___ KUTIPAN PILIHAN ___

Penerimaan Pajak Kurang Rp941,5 Triliun, Potensi Shortfall Makin Besar

23 September 2025

Penerimaan pajak 2025 diprediksi shortfall Rp941,5 triliun. Hingga Agustus, realisasi baru 54,7% dari target Rp2.076,9 triliun. Upaya quick win Menkeu dinilai belum efektif.

Bisnis.com

Selasa, 23 September 2025

 

Bisnis.com, JAKARTA — Pemerintah masih kekurangan Rp941,5 triliun agar outlook penerimaan pajak 2025 tercapai. Dengan sisa waktu empat bulan, para pakar menilai target penerimaan pajak tersebut sulit diwujudkan.

Hingga Agustus 2025, realisasi penerimaan pajak mencapai Rp1.135,4 triliun atau 54,7% dari outlook tahun ini sebesar Rp2.076,9 triliun.

Pengajar Ilmu Administrasi Fiskal Universitas Indonesia Prianto Budi Saptono memperkirakan penerimaan hingga akhir tahun hanya akan mencapai Rp1.703,1 triliun atau sekitar 82% dari outlook, jika tren Januari–Agustus berlanjut tanpa perubahan signifikan.

“Proyeksi Januari—Desember 2025 dalam rupiah: Rp1.135,40 triliun x 1/8 x 12 = Rp1.703,1 triliun. Proyeksi Januari—Desember 2025 dalam persen: Rp1.703,1 triliun / Rp2.076,90 triliun x 100% = 82%,” jelas Prianto, Senin (22/9/2025).

___

Menurut berita tentang penerimaan pajak 2025 di atas, berapa realisasi penerimaan pajak hingga Agustus 2025?

___ KUMPULAN ENTRI ___

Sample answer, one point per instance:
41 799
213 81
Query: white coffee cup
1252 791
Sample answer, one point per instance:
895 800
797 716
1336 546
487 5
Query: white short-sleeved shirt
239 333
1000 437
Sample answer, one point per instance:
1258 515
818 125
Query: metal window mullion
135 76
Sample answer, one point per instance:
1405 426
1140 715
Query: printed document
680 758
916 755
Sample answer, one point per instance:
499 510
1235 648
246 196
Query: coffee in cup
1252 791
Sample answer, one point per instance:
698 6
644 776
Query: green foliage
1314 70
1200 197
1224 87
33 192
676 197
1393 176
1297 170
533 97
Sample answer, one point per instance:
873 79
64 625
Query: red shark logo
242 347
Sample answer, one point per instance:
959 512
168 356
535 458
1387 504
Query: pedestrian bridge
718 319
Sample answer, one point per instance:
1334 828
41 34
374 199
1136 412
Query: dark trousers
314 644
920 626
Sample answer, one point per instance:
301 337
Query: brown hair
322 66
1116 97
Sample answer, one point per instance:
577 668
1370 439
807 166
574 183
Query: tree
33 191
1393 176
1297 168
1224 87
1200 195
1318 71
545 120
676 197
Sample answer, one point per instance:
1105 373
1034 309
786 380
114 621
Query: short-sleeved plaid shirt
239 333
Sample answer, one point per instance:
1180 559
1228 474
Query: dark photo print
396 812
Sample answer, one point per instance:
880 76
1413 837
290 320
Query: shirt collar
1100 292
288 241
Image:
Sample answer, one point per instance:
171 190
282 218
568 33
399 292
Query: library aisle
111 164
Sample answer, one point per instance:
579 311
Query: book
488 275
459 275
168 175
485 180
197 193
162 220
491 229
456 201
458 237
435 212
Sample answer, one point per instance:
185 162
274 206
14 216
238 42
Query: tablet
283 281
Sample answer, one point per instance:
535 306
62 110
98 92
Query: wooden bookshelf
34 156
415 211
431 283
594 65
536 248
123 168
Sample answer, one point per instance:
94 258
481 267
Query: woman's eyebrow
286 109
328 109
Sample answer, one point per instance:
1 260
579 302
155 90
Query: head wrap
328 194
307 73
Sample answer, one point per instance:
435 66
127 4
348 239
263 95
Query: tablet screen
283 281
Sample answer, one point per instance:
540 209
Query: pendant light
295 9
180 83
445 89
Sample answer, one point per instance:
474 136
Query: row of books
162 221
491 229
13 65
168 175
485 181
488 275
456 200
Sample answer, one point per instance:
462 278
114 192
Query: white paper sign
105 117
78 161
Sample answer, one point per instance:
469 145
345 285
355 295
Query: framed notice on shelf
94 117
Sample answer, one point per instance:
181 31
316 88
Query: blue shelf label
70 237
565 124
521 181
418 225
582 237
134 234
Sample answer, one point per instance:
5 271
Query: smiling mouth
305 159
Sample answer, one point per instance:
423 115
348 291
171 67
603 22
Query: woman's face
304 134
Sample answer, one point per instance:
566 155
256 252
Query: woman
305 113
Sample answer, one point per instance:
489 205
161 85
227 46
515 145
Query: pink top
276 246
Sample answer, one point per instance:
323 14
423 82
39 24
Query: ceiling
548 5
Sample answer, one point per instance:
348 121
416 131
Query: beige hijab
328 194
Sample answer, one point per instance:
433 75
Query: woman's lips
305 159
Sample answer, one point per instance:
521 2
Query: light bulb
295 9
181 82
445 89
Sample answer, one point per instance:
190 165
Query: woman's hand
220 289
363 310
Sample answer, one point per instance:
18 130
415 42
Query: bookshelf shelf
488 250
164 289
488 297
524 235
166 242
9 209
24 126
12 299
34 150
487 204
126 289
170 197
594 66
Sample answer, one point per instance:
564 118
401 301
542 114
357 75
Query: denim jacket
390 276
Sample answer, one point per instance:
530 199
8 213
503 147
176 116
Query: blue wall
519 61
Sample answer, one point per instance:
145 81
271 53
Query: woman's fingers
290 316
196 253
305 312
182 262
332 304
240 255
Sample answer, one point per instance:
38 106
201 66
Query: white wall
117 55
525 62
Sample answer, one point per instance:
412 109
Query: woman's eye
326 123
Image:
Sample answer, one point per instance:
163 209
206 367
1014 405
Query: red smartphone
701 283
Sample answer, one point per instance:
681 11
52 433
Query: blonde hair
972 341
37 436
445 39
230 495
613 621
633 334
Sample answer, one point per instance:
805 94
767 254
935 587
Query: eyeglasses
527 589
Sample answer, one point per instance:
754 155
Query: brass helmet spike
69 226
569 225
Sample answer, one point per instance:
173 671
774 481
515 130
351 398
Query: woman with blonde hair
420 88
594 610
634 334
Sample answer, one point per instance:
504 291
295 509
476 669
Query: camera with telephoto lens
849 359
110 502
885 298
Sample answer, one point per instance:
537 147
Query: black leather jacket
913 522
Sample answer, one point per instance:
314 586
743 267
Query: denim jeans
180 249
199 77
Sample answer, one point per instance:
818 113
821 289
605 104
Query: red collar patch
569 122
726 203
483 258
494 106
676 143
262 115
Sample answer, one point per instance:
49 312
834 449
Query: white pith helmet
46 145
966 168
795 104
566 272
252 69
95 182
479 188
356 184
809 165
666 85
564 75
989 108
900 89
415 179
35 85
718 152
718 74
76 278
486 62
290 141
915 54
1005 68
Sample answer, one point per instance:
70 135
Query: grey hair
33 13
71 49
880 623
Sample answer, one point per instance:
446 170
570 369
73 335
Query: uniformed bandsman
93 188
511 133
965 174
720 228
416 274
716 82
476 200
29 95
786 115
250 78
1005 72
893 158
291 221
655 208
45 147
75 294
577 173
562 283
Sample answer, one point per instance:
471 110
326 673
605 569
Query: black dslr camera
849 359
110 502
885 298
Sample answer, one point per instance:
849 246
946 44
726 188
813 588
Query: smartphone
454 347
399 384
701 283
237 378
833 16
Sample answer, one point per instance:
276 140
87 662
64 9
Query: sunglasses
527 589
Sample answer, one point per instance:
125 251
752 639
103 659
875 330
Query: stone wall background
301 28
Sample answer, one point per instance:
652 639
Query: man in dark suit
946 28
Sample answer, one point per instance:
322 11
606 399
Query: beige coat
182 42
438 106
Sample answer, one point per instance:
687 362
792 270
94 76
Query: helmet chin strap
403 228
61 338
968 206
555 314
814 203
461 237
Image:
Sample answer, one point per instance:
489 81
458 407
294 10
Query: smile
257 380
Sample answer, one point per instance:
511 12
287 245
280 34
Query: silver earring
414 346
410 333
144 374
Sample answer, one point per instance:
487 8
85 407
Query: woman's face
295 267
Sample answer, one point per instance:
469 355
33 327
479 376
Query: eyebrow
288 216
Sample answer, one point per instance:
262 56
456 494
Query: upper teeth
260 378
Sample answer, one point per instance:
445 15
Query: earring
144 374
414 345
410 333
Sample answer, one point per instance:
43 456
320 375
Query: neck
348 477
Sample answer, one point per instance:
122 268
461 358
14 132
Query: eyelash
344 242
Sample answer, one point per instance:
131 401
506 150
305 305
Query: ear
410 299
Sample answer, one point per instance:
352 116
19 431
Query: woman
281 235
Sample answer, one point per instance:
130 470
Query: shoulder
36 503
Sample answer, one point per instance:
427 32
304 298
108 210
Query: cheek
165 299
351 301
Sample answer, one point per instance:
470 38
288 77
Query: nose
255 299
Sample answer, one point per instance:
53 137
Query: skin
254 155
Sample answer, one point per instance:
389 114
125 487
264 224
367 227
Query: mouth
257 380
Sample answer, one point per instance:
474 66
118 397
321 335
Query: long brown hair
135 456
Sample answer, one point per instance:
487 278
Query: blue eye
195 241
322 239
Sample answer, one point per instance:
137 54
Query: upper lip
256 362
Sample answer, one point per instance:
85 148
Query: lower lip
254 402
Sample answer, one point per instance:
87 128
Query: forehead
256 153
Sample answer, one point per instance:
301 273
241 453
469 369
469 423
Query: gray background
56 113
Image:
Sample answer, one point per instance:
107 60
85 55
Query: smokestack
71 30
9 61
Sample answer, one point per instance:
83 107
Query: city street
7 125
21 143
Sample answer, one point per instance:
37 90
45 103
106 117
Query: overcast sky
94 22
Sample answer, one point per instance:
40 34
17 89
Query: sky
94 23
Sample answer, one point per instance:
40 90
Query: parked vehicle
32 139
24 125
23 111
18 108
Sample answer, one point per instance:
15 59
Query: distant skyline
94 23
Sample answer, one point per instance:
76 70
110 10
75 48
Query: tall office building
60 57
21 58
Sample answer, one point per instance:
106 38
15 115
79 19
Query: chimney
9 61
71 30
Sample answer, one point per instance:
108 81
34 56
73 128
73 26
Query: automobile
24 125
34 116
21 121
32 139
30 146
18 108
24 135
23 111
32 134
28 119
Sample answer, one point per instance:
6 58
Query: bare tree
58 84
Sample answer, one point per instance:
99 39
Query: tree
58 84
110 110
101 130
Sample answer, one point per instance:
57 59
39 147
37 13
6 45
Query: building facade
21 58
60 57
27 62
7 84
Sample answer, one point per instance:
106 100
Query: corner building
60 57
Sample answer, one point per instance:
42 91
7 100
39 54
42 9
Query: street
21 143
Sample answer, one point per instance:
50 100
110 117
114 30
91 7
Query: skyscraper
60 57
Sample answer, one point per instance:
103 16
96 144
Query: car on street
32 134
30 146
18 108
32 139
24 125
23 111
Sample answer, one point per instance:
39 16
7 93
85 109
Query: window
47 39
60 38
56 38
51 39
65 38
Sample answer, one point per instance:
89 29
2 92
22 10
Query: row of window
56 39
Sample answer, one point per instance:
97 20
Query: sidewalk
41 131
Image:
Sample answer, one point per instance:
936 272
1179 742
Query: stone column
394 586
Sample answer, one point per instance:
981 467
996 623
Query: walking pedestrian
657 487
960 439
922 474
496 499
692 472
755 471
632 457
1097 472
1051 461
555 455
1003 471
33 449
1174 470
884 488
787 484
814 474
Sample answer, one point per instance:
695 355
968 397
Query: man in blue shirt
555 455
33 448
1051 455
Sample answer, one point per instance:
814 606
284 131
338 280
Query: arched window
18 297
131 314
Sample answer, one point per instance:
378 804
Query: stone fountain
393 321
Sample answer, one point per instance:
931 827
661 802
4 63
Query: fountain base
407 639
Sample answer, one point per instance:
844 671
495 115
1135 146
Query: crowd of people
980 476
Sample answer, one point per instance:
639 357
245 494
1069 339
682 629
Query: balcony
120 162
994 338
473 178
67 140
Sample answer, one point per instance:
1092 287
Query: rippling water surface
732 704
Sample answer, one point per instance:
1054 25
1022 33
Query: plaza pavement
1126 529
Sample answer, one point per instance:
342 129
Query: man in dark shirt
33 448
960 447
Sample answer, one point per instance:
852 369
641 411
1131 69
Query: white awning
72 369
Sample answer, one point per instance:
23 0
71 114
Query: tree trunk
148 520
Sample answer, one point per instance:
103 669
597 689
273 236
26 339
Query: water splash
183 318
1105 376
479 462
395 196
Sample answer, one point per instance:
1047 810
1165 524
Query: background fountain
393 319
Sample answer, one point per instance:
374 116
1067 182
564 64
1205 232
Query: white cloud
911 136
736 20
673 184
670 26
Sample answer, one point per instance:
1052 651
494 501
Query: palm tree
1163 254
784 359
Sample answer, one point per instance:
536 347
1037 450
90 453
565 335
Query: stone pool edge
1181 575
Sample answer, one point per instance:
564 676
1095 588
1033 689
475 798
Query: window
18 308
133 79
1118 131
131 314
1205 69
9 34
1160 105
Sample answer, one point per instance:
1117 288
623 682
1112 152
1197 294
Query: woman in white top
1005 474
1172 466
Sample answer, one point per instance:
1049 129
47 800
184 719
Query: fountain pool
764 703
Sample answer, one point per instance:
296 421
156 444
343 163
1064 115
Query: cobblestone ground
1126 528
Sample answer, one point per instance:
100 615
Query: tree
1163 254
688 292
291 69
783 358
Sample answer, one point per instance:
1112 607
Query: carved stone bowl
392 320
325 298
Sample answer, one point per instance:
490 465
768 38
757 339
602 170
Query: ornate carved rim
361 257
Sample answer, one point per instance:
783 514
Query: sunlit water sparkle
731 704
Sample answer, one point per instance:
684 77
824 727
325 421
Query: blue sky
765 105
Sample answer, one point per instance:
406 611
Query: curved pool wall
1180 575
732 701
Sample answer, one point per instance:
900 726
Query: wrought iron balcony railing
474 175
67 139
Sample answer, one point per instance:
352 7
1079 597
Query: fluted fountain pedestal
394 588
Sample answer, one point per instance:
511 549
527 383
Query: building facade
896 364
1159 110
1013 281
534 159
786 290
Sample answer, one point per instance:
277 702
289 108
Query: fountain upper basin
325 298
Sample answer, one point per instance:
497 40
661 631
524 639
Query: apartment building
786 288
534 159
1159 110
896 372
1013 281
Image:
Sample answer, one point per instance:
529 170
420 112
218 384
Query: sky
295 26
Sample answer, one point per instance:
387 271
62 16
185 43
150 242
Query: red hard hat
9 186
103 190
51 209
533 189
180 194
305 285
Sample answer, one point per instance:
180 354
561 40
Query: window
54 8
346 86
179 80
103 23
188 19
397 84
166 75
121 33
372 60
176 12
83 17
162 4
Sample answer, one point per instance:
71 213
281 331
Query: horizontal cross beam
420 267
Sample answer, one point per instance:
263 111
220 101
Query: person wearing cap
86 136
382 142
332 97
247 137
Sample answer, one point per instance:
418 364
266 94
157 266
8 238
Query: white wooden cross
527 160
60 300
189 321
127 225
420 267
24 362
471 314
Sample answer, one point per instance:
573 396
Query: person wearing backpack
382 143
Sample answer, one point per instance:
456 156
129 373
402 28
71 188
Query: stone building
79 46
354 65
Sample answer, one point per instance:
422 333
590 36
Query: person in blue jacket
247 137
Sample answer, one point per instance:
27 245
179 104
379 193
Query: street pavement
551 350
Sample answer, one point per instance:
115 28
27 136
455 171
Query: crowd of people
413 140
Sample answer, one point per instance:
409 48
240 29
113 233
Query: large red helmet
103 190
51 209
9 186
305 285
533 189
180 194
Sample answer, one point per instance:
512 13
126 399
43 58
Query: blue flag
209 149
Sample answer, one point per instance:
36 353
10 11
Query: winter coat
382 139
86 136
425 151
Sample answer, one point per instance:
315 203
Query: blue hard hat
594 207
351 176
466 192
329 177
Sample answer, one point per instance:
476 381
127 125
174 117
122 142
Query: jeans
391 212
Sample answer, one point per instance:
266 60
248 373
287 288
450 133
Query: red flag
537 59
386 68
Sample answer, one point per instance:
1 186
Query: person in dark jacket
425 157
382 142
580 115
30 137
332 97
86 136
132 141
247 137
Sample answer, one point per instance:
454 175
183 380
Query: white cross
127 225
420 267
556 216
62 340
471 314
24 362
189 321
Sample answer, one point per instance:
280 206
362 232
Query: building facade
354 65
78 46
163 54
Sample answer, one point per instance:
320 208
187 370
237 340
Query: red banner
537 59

___

# [JAWABAN YANG DIHARAPKAN]
Rp1.135,4 triliun.